That political movement is still very much in play, scoring its most recent victory in the Tax Cuts and Jobs Act signed into law by former President Donald Trump 2017. It will likely be tested once again in the coming months as lawmakers turn their attention to the expiration of many of the TCJA’s individual tax cuts at the end of 2025.

Debt Danger Ahead Even Greater Than CBO Sees: Analysis

The team at Bloomberg Economics is warning that federal debt is set to grow even higher as a share of the economy than the most recent projections from the Congressional Budget Office, which see the debt climbing to 116% of GDP by 2034.

“From tax revenue to defense spending and interest rates, the CBO forecasts released earlier this year are underpinned by rosy assumptions,” Bloomberg economists Bhargavi Sakthivel, Maeva Cousin and David Wilcox write. “Plug in the market’s current view on interest rates, and the debt-to-GDP ratio rises to 123% in 2034. Then assume — as most in Washington do — that ex-President Donald Trump’s tax cuts mainly stay in place, and the burden gets even higher.”

The Bloomberg analysts ran a million simulations to assess the path the debt may take depending on the many variables in play. They say that in 88% of the simulations, the debt-to-GDP ratio was “on an unsustainable path,” which they defined as increasing over the next decade.

They also note that debt that reached 123% of GDP in a decade would result in servicing costs or almost 5.4% of GDP, which would be “more than 1.5 times as much as what the federal government spent on national defense in 2023, and comparable to the entire Social Security budget.”

The analysts note that it “would take a lot to shake investor confidence in US Treasury debt as the ultimate safe asset” and that the debt is more sustainable if judged by looking at inflation-adjusted interest expense, a measure preferred by Treasury Secretary Janet Yellen. In only 30% of Bloomberg simulations did that metric exceed Yellen’s preferred threshold of 2% of GDP.

Still, the Bloomberg team concludes that getting the debt to a truly sustainable path will take congressional action — and the prospects for that in the absence of a crisis appear remote given current partisan divisions.

Op-Ed of the Day: Is It Time to Revive the Public Option?

The Editorial Board at Bloomberg News reminds us Tuesday that the U.S. healthcare system remains an anomaly, combining the highest costs among its peers with the worst results as measured by life expectancy.

*****

EXERCISE A =>
Condense the paragraph in the federal debt excerpt that begins "The Bloomberg analysts ran a million simulations" into one or two sentences, keeping its main facts.
EXERCISE B =>
Write the next part of the federal debt and healthcare excerpt, starting right after its final sentence.

Records from a data source =>
*****

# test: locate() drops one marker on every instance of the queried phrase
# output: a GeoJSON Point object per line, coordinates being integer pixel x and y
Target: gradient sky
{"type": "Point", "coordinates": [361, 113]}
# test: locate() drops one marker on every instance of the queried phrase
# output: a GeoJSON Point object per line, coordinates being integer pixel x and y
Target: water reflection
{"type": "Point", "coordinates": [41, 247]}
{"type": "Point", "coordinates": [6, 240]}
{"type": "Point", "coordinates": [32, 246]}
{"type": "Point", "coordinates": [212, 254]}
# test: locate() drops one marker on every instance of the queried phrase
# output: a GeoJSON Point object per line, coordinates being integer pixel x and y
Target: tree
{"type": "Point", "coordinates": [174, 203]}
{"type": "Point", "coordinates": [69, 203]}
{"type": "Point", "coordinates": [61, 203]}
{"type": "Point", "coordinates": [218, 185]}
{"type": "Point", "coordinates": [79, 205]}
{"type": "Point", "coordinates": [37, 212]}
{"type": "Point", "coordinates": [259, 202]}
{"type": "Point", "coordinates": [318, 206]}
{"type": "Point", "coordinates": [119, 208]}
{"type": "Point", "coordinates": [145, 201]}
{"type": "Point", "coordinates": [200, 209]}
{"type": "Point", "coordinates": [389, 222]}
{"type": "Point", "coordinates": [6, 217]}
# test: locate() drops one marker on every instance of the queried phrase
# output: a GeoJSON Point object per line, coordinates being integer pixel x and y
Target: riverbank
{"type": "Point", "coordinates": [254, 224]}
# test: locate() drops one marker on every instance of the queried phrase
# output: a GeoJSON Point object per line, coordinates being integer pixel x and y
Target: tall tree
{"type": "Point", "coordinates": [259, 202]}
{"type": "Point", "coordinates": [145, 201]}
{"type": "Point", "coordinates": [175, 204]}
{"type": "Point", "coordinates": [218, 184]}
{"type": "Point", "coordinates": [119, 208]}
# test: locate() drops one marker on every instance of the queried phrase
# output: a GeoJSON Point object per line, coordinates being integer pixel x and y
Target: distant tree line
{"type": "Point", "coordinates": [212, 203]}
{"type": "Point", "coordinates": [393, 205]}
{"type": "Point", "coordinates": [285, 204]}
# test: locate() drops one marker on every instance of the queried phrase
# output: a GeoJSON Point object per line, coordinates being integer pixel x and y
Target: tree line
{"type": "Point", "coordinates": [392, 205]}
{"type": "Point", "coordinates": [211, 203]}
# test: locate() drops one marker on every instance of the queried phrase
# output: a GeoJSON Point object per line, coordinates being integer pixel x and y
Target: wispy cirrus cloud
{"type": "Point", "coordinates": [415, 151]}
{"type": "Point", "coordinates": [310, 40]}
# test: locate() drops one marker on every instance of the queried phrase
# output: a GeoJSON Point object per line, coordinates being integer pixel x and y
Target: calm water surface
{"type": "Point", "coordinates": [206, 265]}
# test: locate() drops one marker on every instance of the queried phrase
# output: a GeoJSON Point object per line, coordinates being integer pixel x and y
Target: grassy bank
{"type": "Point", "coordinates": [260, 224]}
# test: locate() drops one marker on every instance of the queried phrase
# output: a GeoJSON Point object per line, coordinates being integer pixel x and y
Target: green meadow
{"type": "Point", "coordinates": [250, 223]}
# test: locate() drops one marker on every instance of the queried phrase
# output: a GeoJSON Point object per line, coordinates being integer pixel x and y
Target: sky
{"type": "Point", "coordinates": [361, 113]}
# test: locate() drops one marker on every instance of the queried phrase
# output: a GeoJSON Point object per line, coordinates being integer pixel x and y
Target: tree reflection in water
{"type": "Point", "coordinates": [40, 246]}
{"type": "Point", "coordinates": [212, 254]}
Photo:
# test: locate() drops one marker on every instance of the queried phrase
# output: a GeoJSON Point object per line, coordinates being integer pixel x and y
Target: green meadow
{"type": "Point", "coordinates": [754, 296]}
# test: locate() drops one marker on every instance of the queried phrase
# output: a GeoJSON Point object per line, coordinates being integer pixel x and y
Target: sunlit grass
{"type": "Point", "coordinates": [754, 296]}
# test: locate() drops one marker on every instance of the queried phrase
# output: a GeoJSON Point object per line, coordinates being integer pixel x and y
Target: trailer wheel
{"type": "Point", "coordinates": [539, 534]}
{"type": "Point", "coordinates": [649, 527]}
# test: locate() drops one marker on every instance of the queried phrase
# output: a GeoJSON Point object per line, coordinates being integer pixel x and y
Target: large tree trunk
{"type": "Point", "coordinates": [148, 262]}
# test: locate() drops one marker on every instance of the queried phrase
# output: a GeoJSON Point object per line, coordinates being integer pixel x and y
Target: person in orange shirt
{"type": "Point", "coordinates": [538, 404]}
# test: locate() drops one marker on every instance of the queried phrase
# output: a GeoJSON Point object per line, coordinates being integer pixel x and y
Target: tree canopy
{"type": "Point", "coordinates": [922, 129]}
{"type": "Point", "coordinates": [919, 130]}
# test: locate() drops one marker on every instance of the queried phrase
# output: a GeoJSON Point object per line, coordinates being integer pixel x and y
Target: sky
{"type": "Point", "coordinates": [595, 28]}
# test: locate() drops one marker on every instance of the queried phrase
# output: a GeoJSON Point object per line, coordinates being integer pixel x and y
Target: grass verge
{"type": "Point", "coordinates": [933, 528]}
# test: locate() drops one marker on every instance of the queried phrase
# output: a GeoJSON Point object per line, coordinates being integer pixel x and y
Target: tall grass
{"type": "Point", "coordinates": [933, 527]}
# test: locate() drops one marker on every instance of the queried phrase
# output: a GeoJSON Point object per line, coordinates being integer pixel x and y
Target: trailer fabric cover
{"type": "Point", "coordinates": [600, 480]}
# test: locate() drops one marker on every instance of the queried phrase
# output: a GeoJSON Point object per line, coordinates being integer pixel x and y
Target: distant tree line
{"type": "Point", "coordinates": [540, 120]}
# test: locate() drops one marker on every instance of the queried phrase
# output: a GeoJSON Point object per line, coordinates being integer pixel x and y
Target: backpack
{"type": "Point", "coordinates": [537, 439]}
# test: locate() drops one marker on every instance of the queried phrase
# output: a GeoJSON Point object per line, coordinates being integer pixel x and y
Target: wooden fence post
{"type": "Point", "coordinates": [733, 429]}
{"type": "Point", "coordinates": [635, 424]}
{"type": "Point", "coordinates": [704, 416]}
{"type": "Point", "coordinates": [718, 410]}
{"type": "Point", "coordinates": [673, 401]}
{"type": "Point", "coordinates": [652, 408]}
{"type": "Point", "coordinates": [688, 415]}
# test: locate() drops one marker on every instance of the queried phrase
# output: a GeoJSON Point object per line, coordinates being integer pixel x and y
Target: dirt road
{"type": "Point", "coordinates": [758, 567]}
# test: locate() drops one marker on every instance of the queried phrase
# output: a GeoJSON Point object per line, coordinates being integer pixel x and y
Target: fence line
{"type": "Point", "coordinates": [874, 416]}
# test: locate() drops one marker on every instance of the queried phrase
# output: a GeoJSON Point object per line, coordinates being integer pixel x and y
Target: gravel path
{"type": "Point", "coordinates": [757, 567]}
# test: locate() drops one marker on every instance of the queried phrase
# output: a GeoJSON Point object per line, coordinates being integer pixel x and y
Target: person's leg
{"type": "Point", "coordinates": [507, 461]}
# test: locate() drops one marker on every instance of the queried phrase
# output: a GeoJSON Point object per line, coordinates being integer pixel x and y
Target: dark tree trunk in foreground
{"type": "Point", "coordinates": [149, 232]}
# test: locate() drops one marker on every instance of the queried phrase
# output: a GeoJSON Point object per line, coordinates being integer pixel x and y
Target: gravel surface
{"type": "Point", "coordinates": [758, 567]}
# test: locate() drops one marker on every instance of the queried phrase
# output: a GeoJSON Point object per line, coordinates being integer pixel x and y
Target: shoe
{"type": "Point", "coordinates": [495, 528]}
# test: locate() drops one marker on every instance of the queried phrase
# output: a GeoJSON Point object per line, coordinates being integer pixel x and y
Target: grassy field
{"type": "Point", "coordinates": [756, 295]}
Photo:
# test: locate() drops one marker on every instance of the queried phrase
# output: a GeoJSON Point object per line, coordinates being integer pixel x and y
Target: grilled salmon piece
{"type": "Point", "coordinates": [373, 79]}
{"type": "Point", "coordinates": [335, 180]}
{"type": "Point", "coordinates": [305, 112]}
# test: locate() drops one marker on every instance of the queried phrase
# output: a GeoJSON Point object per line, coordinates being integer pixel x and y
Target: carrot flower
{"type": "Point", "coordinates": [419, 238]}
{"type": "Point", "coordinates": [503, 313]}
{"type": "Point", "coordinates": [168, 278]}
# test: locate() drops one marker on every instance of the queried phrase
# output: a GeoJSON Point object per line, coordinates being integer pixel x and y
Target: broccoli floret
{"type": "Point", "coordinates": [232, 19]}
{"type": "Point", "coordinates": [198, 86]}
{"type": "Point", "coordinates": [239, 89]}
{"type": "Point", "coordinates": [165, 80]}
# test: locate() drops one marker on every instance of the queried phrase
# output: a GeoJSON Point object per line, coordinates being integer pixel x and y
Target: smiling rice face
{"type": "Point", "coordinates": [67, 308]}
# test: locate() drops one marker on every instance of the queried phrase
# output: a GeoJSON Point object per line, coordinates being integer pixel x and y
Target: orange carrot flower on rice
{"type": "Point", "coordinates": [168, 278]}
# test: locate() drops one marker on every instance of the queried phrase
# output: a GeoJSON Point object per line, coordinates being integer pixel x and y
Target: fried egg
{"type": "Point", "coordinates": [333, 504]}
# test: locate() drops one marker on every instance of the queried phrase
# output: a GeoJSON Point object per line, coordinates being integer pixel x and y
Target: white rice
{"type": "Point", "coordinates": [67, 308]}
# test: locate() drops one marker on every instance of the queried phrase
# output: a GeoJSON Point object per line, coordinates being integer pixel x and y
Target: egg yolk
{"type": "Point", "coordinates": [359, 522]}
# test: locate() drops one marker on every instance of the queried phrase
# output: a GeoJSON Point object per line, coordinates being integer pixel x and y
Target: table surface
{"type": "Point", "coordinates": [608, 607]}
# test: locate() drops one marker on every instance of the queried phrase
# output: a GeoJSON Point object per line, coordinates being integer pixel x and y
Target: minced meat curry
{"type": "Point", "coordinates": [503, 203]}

*****

RESPONSE A =>
Bloomberg analysts ran a million simulations of the debt's possible path. In 88% of them, the debt-to-GDP ratio was on an unsustainable path, which they defined as rising over the next decade.

RESPONSE B =>
“America’s approach to health care is an outlier among the world’s rich countries, and not in a good way,” the Bloomberg editors write. “Extraordinarily complex and hideously expensive, it still manages to leave some 26 million people without coverage.”

Although the Affordable Care Act offered some improvements, coverage and cost remain serious problems. The Bloomberg editors argue that a public option for health insurance run by the government — a feature dropped from the ACA amid political pressure from special interests — could offer an alternative with the potential to slow and perhaps reverse the rise in costs, even as it provides coverage to more people. “Like Medicare, it would save money by negotiating prices and cutting costs,” the editors write.

Some states are experimenting with public options that could provide models for a national program. Lawmakers in Congress are also working on versions of a national plan, including a proposal from Sens. Michael Bennet and Tim Kaine, which would expand Medicare in underserved parts of the country.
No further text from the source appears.